I hid upstairs with Jake whilst he packed (he wasn’t leaving until the afternoon) until I heard the car arriving for me.
I get in the car and really don’t want to leave. I am doing my hardest to keep it together. All the kids are at school and are staring at me wondering where I am going. I couldn’t bring myself to say goodbye. It wouldn’t have been fair to interrupt their classes and cause an emotional scene. They are shouting my name – I am in pieces. Romario and Robinson and all the ‘belle’, ‘tres jolie’ little girls that I am leaving behind.
“Bye, bye gorgeous,” Jake yells as he runs after the car.
I would give everything never to leave here. I am very envious that Georgia, although not in our group anymore, has decided to stay put.
 
Patrick from HAC (GVN’s partner organisation in Haiti) is taking me to the airport. On the way, he stops for petrol, “d’argent” he softly says.
“C’est combien?” I reply.
“$50.”
I look in my wallet and only have $40 left. “C’est tout,” that’s all I have. That seemed to suffice.
We get stuck in the usual road annoyance. The roads are always flooded badly (the roads were in a terrible state before the earthquake) after any rain. There is a huge traffic jam and we end up reversing in-between cars as Patrick knows an alternative route; at least I hope that is the plan.

*RAW DATA*.
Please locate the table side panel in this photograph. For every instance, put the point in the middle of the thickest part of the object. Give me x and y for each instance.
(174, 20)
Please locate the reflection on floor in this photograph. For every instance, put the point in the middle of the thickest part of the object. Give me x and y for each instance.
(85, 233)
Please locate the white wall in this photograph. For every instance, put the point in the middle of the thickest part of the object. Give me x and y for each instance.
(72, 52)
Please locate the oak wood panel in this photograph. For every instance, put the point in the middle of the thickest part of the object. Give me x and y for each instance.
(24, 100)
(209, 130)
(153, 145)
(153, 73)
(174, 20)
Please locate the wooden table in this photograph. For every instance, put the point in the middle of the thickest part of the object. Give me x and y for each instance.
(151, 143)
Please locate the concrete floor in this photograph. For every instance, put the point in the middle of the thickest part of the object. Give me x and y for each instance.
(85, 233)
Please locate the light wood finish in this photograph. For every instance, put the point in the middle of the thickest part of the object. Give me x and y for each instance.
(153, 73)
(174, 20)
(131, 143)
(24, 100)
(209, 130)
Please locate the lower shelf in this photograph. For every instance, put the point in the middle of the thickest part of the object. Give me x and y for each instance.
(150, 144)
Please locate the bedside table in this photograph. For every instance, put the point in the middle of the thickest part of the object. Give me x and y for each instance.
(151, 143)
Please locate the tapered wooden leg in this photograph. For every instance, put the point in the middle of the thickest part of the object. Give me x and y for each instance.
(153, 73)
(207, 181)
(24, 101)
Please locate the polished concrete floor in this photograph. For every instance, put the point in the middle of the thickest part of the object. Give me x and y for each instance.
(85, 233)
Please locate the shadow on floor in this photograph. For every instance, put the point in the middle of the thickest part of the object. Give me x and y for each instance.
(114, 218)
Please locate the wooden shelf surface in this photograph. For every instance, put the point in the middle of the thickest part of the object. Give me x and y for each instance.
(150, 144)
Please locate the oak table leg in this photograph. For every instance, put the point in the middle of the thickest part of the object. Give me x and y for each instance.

*TASK PROMPT*. Pick up the account of leaving Haiti after its last sentence and carry it on. The records have nothing to do with what comes next.

*OUTPUT OF THE EXERCISE*.
Now we are travelling down an alley when he stops the car. At first, the alley is empty but very quickly it fills with about 30 people looking to see what is happening. The jinx has struck again, we have a flat tyre. That’s just about every time I have set foot in a mode of transport, we have experienced a malfunction.
Finally at the airport. Case, rucksack, crutches and rubbled street – oh the fun!
The airport staff are amazing and insist I have a wheelchair even though they can clearly see how stubborn I am and push me into it with no further argument. I beep every time I go through a metal detector; it must be the metal clip on my binding. The staff help to steady me while I am checked and laugh again at my ‘I can manage’ attitude.
Bob’s leaving words still make me well up every time I think of them…..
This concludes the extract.